En parte por la letra de la ley y en parte por los acomodos políticos que han cristalizado en usos normalizados, el sistema constitucional canadiense ha sido capaz de conciliar a los diferentes grupos que aunaron fuerzas para su creación y, con ello, ha creado un estándar de unidad sin imponer la uniformidad. El proyecto de creación de una “nueva nacionalidad” o comunidad política diferenciada ha llegado a buen puerto en Canadá y ha resultado más exitoso incluso de lo que soñaron sus proponentes. En un rincón apartado y sometido del Imperio Británico, el Dominio de Canadá se transformó tras la Gran Guerra en una nación independiente.
Gestionar la diversidad
Pese al considerable éxito en su propuesta de hermanar –sin buscar la asimilación– a los distintos grupos regionales, culturales y lingüísticos que formaban la “nacionalidad” canadiense, el sistema constitucional no bastó, al correr del tiempo, para garantizar un tipo de diversidad que los Padres de la Confederación no podían haber concebido en su tiempo. En la segunda mitad del siglo XX, Canadá daba cobijo a una pléyade de grupos étnicos y religiosos, y también de opiniones políticas, que en 1867 difícilmente nadie habría imaginado. Además, saltó a la palestra en Canadá el asunto de los pueblos originarios, los nativos norteamericanos, que durante el proceso confederal habían sido pasados por alto.
El historial canadiense en el tratamiento de esta nueva diversidad es variable. Muchos grupos inmigrantes se integraron con éxito en la sociedad canadiense y los mecanismos políticos y legales previstos por la Ley Constitucional de 1867 seguían acomodando o moderando los nuevos movimientos políticos, aunque se produjeron también tensiones e injusticias. Durante décadas, los niños y niñas de los pueblos originarios eran apartados de sus familias y enviados a “escuelas residenciales”, donde muy a menudo sufrían abusos. Actualmente, se considera que aquellos hechos fueron una forma de genocidio cultural. Durante la Segunda Guerra mundial, los canadienses de ascendencia japonesa fueron desahuciados y privados de sus medios de vida, por una infundada causa general que espolearon las sospechas de deslealtad. Con el inicio de la guerra fría, se conculcaron sin miramientos los derechos a la libertad de expresión y a un juicio justo de los acusados o meros sospechosos de simpatizar con el comunismo. Los Testigos de Jehová fueron objeto de un persistente acoso, especialmente en Quebec. En 1970, los gobiernos federal y quebequés respondieron al secuestro de un ministro y un miembro del cuerpo diplomático por un grupo terrorista separatista con una oleada de detenciones arbitrarias. Nada de esto era exclusivo de Canadá: otros países han sufrido problemas similares y a menudo han respondido de manera igualmente desafortunada. Se hacía necesario un cambio constitucional para garantizar que no se volvieran a cometer las mismas injusticias.
+---+
*Retos:*
(1) Copia de nuevo el pasaje del extracto facilitado que empieza en "En parte por la" y sigue hasta "una nación independiente.". Al copiarlo, sustituye "Gran Guerra" por "Primera Guerra Mundial".
(2) Según el extracto facilitado, ¿qué les ocurrió a los canadienses de ascendencia japonesa durante la Segunda Guerra Mundial?

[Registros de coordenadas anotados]
+---+
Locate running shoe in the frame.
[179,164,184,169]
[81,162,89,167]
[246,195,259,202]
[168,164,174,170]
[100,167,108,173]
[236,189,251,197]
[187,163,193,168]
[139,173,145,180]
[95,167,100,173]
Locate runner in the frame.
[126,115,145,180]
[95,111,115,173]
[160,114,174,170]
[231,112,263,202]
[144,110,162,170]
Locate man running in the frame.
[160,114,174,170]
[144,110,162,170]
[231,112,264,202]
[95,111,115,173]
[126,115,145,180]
+---+
*Resultados del ejercicio:*
(1)
En parte por la letra de la ley y en parte por los acomodos políticos que han cristalizado en usos normalizados, el sistema constitucional canadiense ha sido capaz de conciliar a los diferentes grupos que aunaron fuerzas para su creación y, con ello, ha creado un estándar de unidad sin imponer la uniformidad. El proyecto de creación de una “nueva nacionalidad” o comunidad política diferenciada ha llegado a buen puerto en Canadá y ha resultado más exitoso incluso de lo que soñaron sus proponentes. En un rincón apartado y sometido del Imperio Británico, el Dominio de Canadá se transformó tras la Primera Guerra Mundial en una nación independiente.

(2) Fueron desahuciados y privados de sus medios de vida.